**Objective**
Put everything from the start of the data down to the line containing "xmin=735 ymin=800 xmax=832 ymax=900" into a Markdown table with the columns Row and Data line, numbering each row, including both ends, and skipping blank lines. Leave the pictures out.

* * * *

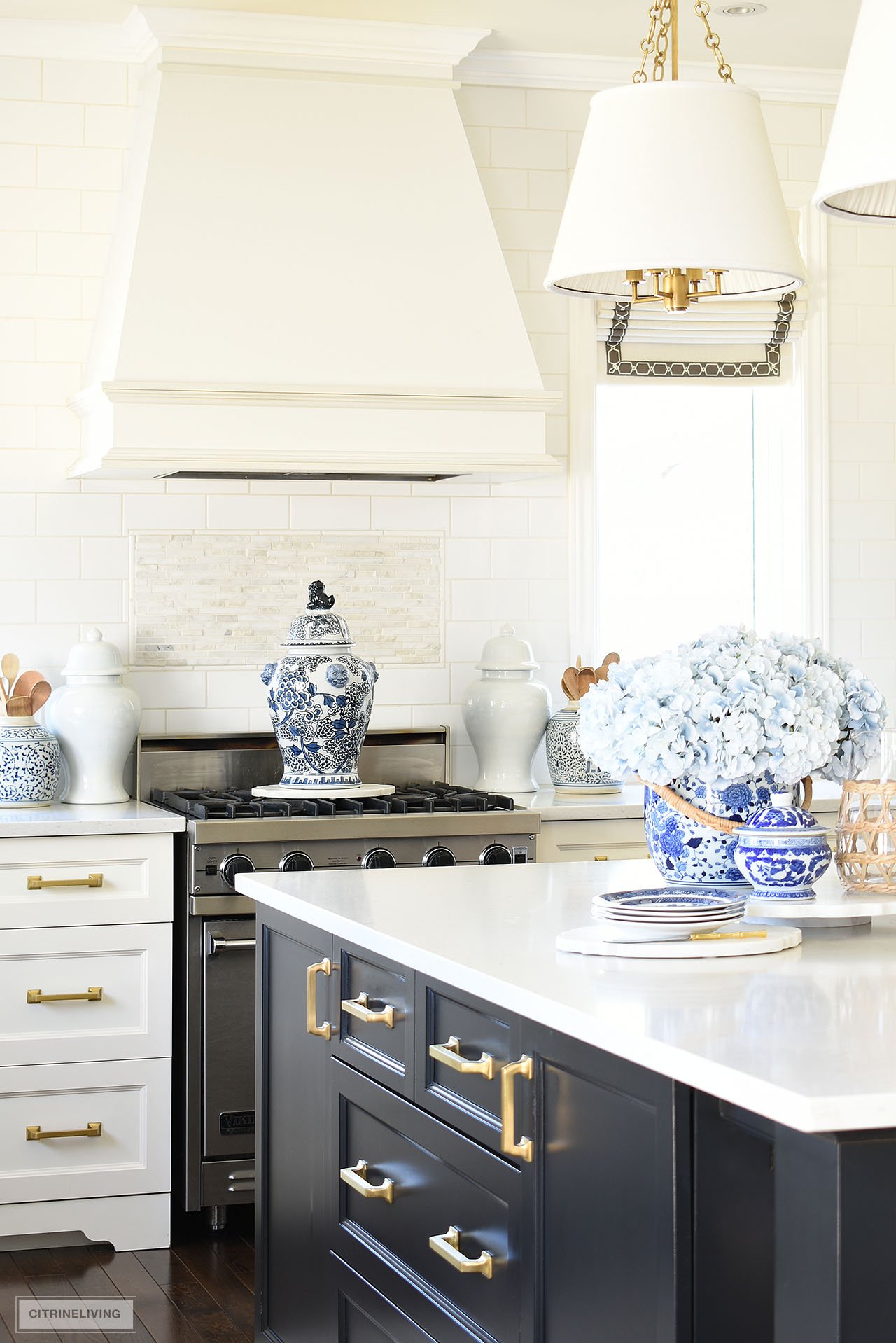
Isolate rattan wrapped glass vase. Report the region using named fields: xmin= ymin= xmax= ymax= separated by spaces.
xmin=837 ymin=730 xmax=896 ymax=894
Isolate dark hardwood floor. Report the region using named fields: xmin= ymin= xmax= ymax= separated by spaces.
xmin=0 ymin=1206 xmax=254 ymax=1343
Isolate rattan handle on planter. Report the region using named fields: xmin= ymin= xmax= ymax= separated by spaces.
xmin=638 ymin=775 xmax=811 ymax=835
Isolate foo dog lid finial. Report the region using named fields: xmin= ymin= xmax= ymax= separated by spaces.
xmin=282 ymin=579 xmax=352 ymax=648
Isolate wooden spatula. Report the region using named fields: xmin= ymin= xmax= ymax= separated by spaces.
xmin=31 ymin=681 xmax=52 ymax=713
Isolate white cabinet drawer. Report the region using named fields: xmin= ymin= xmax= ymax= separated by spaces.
xmin=536 ymin=818 xmax=650 ymax=862
xmin=0 ymin=834 xmax=174 ymax=928
xmin=0 ymin=1058 xmax=171 ymax=1204
xmin=0 ymin=924 xmax=171 ymax=1066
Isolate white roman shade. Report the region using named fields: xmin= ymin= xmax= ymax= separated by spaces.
xmin=596 ymin=288 xmax=806 ymax=379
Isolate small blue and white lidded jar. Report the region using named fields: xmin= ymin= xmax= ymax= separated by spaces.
xmin=0 ymin=716 xmax=62 ymax=807
xmin=262 ymin=581 xmax=377 ymax=791
xmin=735 ymin=800 xmax=832 ymax=900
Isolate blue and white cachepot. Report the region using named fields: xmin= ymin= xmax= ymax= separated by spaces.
xmin=0 ymin=717 xmax=62 ymax=807
xmin=735 ymin=806 xmax=832 ymax=900
xmin=643 ymin=775 xmax=794 ymax=886
xmin=544 ymin=704 xmax=622 ymax=793
xmin=262 ymin=581 xmax=377 ymax=790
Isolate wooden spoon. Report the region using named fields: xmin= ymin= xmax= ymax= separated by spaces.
xmin=10 ymin=672 xmax=44 ymax=695
xmin=31 ymin=681 xmax=52 ymax=713
xmin=0 ymin=653 xmax=19 ymax=700
xmin=7 ymin=695 xmax=31 ymax=718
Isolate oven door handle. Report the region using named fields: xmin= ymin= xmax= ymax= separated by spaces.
xmin=208 ymin=932 xmax=255 ymax=956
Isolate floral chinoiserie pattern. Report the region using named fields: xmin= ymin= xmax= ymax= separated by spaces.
xmin=643 ymin=777 xmax=790 ymax=886
xmin=0 ymin=720 xmax=60 ymax=807
xmin=262 ymin=650 xmax=376 ymax=787
xmin=262 ymin=580 xmax=377 ymax=788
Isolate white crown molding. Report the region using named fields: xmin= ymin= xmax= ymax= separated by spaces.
xmin=0 ymin=6 xmax=842 ymax=105
xmin=456 ymin=48 xmax=842 ymax=105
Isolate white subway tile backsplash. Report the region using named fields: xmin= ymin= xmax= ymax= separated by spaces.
xmin=371 ymin=496 xmax=451 ymax=532
xmin=80 ymin=536 xmax=130 ymax=579
xmin=36 ymin=571 xmax=122 ymax=625
xmin=451 ymin=496 xmax=529 ymax=537
xmin=127 ymin=670 xmax=206 ymax=709
xmin=208 ymin=494 xmax=289 ymax=531
xmin=0 ymin=571 xmax=36 ymax=618
xmin=38 ymin=494 xmax=121 ymax=534
xmin=289 ymin=494 xmax=371 ymax=532
xmin=43 ymin=60 xmax=127 ymax=104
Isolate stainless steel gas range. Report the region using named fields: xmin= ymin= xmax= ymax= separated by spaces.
xmin=139 ymin=729 xmax=539 ymax=1227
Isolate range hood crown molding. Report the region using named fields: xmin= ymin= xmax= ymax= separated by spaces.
xmin=70 ymin=7 xmax=560 ymax=480
xmin=125 ymin=6 xmax=491 ymax=81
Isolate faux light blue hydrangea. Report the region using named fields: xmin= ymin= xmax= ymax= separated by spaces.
xmin=579 ymin=626 xmax=887 ymax=788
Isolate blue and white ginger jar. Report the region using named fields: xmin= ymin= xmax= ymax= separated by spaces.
xmin=262 ymin=581 xmax=377 ymax=790
xmin=544 ymin=704 xmax=622 ymax=793
xmin=643 ymin=775 xmax=800 ymax=886
xmin=0 ymin=717 xmax=62 ymax=807
xmin=735 ymin=805 xmax=832 ymax=900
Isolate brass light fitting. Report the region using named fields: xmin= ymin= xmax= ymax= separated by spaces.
xmin=626 ymin=0 xmax=735 ymax=313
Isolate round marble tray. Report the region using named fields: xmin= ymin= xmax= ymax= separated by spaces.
xmin=253 ymin=783 xmax=395 ymax=798
xmin=556 ymin=923 xmax=804 ymax=960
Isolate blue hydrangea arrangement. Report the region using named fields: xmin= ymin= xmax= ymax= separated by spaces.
xmin=579 ymin=626 xmax=887 ymax=788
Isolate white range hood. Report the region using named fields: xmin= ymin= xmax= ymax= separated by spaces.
xmin=71 ymin=8 xmax=557 ymax=480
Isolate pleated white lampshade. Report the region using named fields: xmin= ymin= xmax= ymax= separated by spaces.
xmin=544 ymin=81 xmax=806 ymax=298
xmin=813 ymin=0 xmax=896 ymax=224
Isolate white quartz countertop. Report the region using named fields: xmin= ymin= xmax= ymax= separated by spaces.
xmin=512 ymin=781 xmax=842 ymax=821
xmin=237 ymin=861 xmax=896 ymax=1132
xmin=0 ymin=798 xmax=187 ymax=840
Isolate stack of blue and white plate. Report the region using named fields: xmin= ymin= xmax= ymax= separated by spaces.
xmin=591 ymin=886 xmax=746 ymax=942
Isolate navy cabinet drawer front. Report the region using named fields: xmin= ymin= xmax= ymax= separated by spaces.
xmin=333 ymin=945 xmax=414 ymax=1096
xmin=335 ymin=1258 xmax=435 ymax=1343
xmin=333 ymin=1062 xmax=522 ymax=1343
xmin=416 ymin=983 xmax=520 ymax=1151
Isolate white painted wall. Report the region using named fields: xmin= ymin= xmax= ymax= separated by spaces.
xmin=0 ymin=57 xmax=896 ymax=780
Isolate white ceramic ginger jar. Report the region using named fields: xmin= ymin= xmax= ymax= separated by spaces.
xmin=462 ymin=625 xmax=551 ymax=793
xmin=43 ymin=629 xmax=141 ymax=803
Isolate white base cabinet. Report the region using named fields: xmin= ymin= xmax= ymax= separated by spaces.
xmin=0 ymin=834 xmax=172 ymax=1249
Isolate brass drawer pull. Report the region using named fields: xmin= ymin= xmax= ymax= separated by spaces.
xmin=501 ymin=1055 xmax=532 ymax=1162
xmin=342 ymin=994 xmax=395 ymax=1030
xmin=28 ymin=872 xmax=102 ymax=891
xmin=430 ymin=1036 xmax=494 ymax=1081
xmin=430 ymin=1226 xmax=493 ymax=1277
xmin=25 ymin=1124 xmax=102 ymax=1143
xmin=305 ymin=956 xmax=333 ymax=1040
xmin=339 ymin=1162 xmax=395 ymax=1204
xmin=25 ymin=984 xmax=102 ymax=1003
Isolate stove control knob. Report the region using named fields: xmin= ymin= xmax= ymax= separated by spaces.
xmin=361 ymin=849 xmax=398 ymax=868
xmin=218 ymin=853 xmax=255 ymax=891
xmin=423 ymin=844 xmax=456 ymax=868
xmin=479 ymin=844 xmax=513 ymax=868
xmin=279 ymin=849 xmax=314 ymax=872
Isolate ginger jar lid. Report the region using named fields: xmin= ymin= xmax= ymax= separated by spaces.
xmin=281 ymin=580 xmax=354 ymax=648
xmin=62 ymin=627 xmax=125 ymax=677
xmin=475 ymin=625 xmax=540 ymax=672
xmin=738 ymin=805 xmax=823 ymax=834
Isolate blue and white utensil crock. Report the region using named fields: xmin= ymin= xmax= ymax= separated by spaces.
xmin=0 ymin=717 xmax=62 ymax=807
xmin=262 ymin=581 xmax=377 ymax=790
xmin=643 ymin=777 xmax=795 ymax=886
xmin=735 ymin=799 xmax=832 ymax=900
xmin=544 ymin=704 xmax=622 ymax=793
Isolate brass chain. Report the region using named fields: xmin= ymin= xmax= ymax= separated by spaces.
xmin=693 ymin=0 xmax=735 ymax=83
xmin=631 ymin=0 xmax=735 ymax=83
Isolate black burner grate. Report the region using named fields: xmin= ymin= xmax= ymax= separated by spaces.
xmin=149 ymin=783 xmax=513 ymax=821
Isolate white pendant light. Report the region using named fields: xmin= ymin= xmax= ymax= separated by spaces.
xmin=813 ymin=0 xmax=896 ymax=224
xmin=544 ymin=0 xmax=805 ymax=312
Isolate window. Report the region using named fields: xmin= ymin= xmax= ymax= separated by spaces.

* * * *

**Full solution**
| Row | Data line |
|---|---|
| 1 | Isolate rattan wrapped glass vase. Report the region using named fields: xmin= ymin= xmax= ymax= separated by spaces. |
| 2 | xmin=837 ymin=730 xmax=896 ymax=894 |
| 3 | Isolate dark hardwood floor. Report the region using named fields: xmin= ymin= xmax= ymax= separated by spaces. |
| 4 | xmin=0 ymin=1206 xmax=254 ymax=1343 |
| 5 | Isolate rattan handle on planter. Report the region using named fields: xmin= ymin= xmax= ymax= separated by spaces. |
| 6 | xmin=638 ymin=775 xmax=811 ymax=835 |
| 7 | Isolate foo dog lid finial. Report the region using named fields: xmin= ymin= xmax= ymax= separated by spaces. |
| 8 | xmin=282 ymin=579 xmax=352 ymax=648 |
| 9 | Isolate wooden spatula. Report the region using named fields: xmin= ymin= xmax= ymax= separated by spaces. |
| 10 | xmin=31 ymin=681 xmax=52 ymax=713 |
| 11 | Isolate white cabinet drawer. Report the region using named fields: xmin= ymin= xmax= ymax= separated by spaces. |
| 12 | xmin=536 ymin=818 xmax=650 ymax=862 |
| 13 | xmin=0 ymin=834 xmax=174 ymax=928 |
| 14 | xmin=0 ymin=1058 xmax=171 ymax=1204 |
| 15 | xmin=0 ymin=924 xmax=171 ymax=1066 |
| 16 | Isolate white roman shade. Report the region using named fields: xmin= ymin= xmax= ymax= separated by spaces. |
| 17 | xmin=596 ymin=288 xmax=806 ymax=379 |
| 18 | Isolate small blue and white lidded jar. Report the region using named fields: xmin= ymin= xmax= ymax= separated by spaces. |
| 19 | xmin=0 ymin=716 xmax=62 ymax=807 |
| 20 | xmin=262 ymin=581 xmax=377 ymax=791 |
| 21 | xmin=735 ymin=800 xmax=832 ymax=900 |